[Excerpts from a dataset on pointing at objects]
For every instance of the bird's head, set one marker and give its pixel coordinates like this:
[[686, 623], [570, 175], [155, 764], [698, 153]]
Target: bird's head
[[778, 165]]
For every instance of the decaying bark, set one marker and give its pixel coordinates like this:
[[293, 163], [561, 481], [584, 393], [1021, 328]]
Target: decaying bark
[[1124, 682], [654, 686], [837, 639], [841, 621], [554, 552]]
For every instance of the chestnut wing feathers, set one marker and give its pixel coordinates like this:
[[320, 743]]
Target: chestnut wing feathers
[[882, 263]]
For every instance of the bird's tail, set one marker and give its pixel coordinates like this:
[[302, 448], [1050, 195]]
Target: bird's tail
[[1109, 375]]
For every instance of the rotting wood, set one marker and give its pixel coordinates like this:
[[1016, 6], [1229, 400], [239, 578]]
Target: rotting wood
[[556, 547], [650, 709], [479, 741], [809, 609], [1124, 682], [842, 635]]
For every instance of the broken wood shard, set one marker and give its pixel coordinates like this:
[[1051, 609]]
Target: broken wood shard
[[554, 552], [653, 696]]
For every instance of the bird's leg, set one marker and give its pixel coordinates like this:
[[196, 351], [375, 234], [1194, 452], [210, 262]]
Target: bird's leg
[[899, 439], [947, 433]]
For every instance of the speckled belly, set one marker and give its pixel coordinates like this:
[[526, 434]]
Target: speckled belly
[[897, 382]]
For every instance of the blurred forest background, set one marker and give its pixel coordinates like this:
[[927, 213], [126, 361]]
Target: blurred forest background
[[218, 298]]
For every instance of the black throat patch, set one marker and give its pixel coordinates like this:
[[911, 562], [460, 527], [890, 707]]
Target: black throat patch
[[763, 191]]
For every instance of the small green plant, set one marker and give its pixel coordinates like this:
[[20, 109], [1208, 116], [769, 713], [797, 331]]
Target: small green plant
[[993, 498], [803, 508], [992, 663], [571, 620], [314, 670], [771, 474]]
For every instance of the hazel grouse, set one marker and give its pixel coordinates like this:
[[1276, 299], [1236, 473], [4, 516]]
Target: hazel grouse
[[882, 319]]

EXERCISE AIM
Could you copy out every one of the records above, word for word and in the same order?

TASK RESPONSE
For every instance of the bird's head, set one marker and give its pixel coordinates like this:
[[686, 623], [570, 175], [155, 764], [698, 153]]
Target: bird's head
[[778, 165]]
For every instance of the decaying bark, set one marker and give its pixel coordinates like this:
[[293, 163], [561, 481], [584, 393], [1021, 328]]
Target: decaying bark
[[1124, 682], [654, 686], [837, 639], [841, 621], [554, 552]]
For every instance of the chestnut wing feathers, set one marker and give its pixel coordinates like this:
[[320, 743]]
Target: chestnut wing feathers
[[882, 263]]
For every instance of the bird's tail, set one marker and give its pixel coordinates like this:
[[302, 448], [1050, 195]]
Target: bird's tail
[[1109, 375]]
For every instance of the rotting wood, set one marker and give its pixel coordinates like this:
[[1016, 6], [1229, 400], [239, 578]]
Target: rotting wood
[[556, 547], [650, 709], [479, 741], [809, 609], [1124, 682], [842, 635]]
For every instance of the broken wood shard, set one marker and give its pixel coordinates like this:
[[1051, 609]]
Target: broken wood shard
[[554, 552], [653, 696]]
For every instance of the bird's leg, set one marker and give its pixel coordinates like this:
[[196, 351], [375, 234], [1194, 452], [210, 262]]
Target: bird's leg
[[899, 439], [947, 433]]
For every instance of the speckled belly, set one marker and give its pixel coordinates like this:
[[526, 434]]
Target: speckled belly
[[897, 382]]
For every instance of the blurred forest background, set one marker and give its pixel coordinates like this:
[[927, 213], [126, 361]]
Target: blurred forest background
[[218, 298]]
For every instance of the black throat patch, set one marker and give its pixel coordinates like this:
[[911, 562], [460, 527], [890, 707]]
Target: black throat patch
[[763, 191]]
For every instance of the small green plant, set one marker and give its pixel coordinates like this:
[[20, 109], [1208, 116], [769, 713], [797, 331]]
Target: small green plant
[[993, 498], [803, 508], [992, 663], [571, 620], [314, 670], [771, 474]]
For every instance of the hazel grouse, set one marker and give its pixel coordinates like this:
[[1276, 299], [1236, 473], [4, 516]]
Target: hazel grouse
[[882, 319]]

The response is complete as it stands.